GIVEN REQUEST — Copy every one of the records below word for word, line by line, changing nothing.

==================================================

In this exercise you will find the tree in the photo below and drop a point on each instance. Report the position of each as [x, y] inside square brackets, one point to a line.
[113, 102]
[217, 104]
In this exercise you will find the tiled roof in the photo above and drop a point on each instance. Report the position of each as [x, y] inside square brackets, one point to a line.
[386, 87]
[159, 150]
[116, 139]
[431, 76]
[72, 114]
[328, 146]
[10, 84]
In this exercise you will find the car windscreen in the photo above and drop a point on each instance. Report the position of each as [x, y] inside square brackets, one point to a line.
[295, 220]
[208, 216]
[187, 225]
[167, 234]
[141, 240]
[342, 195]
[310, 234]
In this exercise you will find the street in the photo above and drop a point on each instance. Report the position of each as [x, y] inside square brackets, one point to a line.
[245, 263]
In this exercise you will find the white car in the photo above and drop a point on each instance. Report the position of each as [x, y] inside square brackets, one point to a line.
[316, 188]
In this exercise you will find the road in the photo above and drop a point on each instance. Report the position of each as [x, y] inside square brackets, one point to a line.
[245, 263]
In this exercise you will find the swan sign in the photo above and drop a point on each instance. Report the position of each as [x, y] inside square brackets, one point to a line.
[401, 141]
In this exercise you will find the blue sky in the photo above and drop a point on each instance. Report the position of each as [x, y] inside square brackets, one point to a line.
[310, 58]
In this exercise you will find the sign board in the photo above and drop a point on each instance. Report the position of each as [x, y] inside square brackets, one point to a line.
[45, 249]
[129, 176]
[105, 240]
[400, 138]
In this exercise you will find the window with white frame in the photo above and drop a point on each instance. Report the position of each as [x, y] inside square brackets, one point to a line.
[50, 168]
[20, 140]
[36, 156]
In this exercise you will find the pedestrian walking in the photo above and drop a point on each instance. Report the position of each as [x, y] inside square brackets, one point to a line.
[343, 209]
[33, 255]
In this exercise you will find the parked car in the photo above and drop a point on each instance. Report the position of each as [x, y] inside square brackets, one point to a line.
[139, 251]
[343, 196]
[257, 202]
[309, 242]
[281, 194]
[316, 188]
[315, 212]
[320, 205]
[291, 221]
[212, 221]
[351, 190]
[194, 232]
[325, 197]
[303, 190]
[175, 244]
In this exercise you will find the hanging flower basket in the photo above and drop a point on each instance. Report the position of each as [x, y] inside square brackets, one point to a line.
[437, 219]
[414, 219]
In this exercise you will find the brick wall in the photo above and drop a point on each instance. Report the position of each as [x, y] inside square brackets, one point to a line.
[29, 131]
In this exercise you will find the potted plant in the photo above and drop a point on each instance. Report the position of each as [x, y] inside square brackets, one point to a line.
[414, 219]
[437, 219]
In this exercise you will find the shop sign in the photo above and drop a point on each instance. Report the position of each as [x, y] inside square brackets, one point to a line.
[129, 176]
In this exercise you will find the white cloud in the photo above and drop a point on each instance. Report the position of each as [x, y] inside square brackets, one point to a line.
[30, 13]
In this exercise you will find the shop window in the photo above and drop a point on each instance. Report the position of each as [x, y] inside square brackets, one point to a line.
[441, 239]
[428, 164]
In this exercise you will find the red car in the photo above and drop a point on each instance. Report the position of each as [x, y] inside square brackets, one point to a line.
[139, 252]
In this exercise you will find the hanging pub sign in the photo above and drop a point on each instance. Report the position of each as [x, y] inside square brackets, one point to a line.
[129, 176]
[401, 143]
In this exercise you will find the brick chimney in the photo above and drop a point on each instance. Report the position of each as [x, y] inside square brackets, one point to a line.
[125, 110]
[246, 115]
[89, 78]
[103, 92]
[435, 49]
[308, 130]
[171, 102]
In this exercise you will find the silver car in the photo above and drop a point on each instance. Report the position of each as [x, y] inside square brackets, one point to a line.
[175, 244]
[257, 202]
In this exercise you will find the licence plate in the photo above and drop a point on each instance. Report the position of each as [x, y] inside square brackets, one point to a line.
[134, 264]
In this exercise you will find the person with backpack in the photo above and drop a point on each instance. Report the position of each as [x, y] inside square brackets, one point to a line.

==================================================

CORRECT ANSWER —
In this exercise you will find the tree in the photo below and drop a point on each instance. Report the position of each as [x, y] inside square brackets, one point to a line.
[113, 102]
[217, 104]
In this exercise you will find the tiled roof in the photo above and drop a point on each instance. Report the position of each as [x, y] inside square brackets, one point to a line.
[386, 87]
[159, 150]
[116, 139]
[431, 76]
[72, 114]
[328, 146]
[10, 84]
In this exercise you will find the car windscreen in the photo above and drop a point on each instance. Report the position of each as [x, y] inside square brackets, one point to a line.
[295, 220]
[208, 216]
[187, 225]
[167, 234]
[141, 240]
[342, 195]
[310, 234]
In this exercise you will find the street in the photo above and drop a point on each instance. Report the position of each as [x, y] inside square brackets, one point to a line.
[245, 263]
In this exercise you will find the white car in the photo above and drop a point on each instance. Report the position of each as [x, y] inside square brackets, one point to a line.
[316, 188]
In this exercise you will find the road in the photo above and drop a point on each instance. Report the position of each as [x, y] inside square brackets, one point to a line.
[245, 263]
In this exercise you will find the swan sign in the photo above and drop a point on each instance. Report the position of each as [x, y] inside square brackets, one point to a line.
[401, 141]
In this exercise you will find the blue sky in the photo above and drop a point on each instance. Report the position of each as [x, y] inside square brackets, one point to a line.
[310, 58]
In this exercise you will find the sign board in the photo above and drop a point on each instance. Report the position of each as [x, y] inside square brackets, one point to a line.
[45, 249]
[129, 176]
[105, 240]
[400, 138]
In this exercise you will find the window with white frame in the photo above and drop a point on each instance. Report the position of each as [x, y] inside square brackets, one point to a line.
[50, 168]
[20, 140]
[36, 156]
In this exercise you will find the pedestrian walking in the photo above and drop a point on each instance. Report the position of each as [x, y] inside square brackets, one point to a line.
[343, 209]
[33, 255]
In this exercise you will find the parked car in the photo above and drop a point on each instance. Report the position of each as [x, y] inside square brackets, one point to a line.
[139, 251]
[343, 196]
[257, 202]
[309, 242]
[281, 194]
[316, 188]
[315, 212]
[320, 205]
[291, 221]
[212, 221]
[351, 190]
[194, 232]
[325, 197]
[303, 190]
[175, 244]
In this exercise you will find the hanging flower basket in the photo above and drop a point on each instance. Report the position of each as [x, y] inside square brackets, one point to a line.
[437, 219]
[414, 219]
In this exercise you will find the brick wall in the photo above and drop a point on each instance. Report the position of each as [x, y] inside square brackets, one point to a line.
[29, 131]
In this exercise you will find the potted plant in the photo above and drop a point on each instance. Report the position of each as [x, y] inside square brackets, one point to a line.
[414, 219]
[437, 219]
In this exercise you will find the shop sign in the photo above and drop a point on each instance. Report the position of each as [x, y] inside square brackets, one point to a line.
[129, 176]
In this exercise you will find the white cloud in the photo above and drop a point on each instance. Report the position of each as [x, y] inside square brackets, one point to a line.
[30, 13]
In this exercise you will find the shop window in the photo above and drop a point on each instance. Report the position of each as [x, y] inside square brackets, one point to a line.
[441, 239]
[428, 164]
In this exercise you will find the red car in the photo above and drop a point on each instance. Report the position of each as [x, y] inside square brackets, one point to a line.
[139, 252]
In this exercise you will find the hanging pub sign in the photo above and drop a point on each instance. Report the position of each as [x, y] inside square brackets, one point to a line.
[129, 176]
[401, 143]
In this exercise you will find the brick chimney in the photo above and drop a point on each instance. Report the position of each as [x, y] inside square brackets, one point to a line.
[125, 110]
[246, 115]
[89, 78]
[103, 92]
[435, 49]
[308, 130]
[171, 102]
In this exercise you will find the silver car in the photo above and drop a point on each instance. Report the position of each as [x, y] inside square brackets, one point to a line.
[175, 244]
[257, 202]
In this exercise you will find the licence plate in the photo above and drop a point on each instance. Report the position of each as [x, y] inside square brackets, one point to a line.
[134, 264]
In this exercise you will find the person with backpack in the photo above and drop a point on each instance. Report the position of each as [x, y] inside square brackets, one point to a line.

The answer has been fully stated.